Problem to solve: Write out the material below exactly, beginning at the line that contains "of the ceiling" and ending with its last line, both ends included; write nothing else.

[start Source records]

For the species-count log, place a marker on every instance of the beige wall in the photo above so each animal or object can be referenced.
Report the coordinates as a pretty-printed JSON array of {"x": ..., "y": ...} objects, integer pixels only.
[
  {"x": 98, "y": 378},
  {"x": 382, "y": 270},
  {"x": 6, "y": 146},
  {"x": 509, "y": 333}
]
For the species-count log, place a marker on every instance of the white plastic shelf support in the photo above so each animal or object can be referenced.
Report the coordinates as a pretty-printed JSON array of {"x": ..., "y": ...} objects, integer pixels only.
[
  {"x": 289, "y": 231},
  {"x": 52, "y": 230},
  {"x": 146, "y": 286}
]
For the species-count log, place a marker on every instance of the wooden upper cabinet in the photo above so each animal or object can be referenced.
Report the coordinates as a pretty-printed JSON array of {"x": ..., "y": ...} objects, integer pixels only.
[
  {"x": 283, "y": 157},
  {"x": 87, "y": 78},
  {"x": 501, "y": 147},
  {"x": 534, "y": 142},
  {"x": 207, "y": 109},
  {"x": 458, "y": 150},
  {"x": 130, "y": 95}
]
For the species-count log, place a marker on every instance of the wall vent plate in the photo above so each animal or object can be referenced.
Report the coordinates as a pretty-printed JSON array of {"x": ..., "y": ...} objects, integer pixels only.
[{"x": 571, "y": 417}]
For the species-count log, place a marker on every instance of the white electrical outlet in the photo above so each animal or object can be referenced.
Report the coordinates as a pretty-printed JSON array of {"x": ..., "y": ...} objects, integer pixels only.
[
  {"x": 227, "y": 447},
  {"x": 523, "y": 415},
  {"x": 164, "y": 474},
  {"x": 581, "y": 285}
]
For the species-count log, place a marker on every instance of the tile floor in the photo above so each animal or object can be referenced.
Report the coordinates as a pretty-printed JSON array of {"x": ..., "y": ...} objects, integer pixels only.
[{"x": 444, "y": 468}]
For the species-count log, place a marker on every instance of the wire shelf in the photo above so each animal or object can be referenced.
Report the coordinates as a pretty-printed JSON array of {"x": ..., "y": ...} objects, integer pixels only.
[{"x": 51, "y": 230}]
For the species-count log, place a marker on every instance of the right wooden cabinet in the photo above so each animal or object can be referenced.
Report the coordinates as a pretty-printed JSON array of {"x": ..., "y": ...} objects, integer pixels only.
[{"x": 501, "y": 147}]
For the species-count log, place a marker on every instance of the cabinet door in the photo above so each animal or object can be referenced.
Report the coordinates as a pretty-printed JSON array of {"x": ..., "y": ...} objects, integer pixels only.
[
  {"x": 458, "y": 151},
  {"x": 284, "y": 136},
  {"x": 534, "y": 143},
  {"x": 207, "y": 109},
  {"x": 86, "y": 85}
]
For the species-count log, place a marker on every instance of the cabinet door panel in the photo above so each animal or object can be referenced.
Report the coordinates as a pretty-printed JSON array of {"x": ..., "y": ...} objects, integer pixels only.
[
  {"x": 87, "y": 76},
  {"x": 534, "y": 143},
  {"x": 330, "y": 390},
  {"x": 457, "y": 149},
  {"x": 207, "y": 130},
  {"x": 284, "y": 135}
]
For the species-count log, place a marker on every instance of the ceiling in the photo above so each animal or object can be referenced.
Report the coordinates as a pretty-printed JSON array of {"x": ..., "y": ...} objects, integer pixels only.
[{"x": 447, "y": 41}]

[end Source records]

Completed task:
For the species-count log, place a marker on every instance of the ceiling in the photo above so each animal or object can be referenced.
Report the coordinates as a pretty-printed JSON array of {"x": ..., "y": ...} objects, integer pixels only.
[{"x": 447, "y": 41}]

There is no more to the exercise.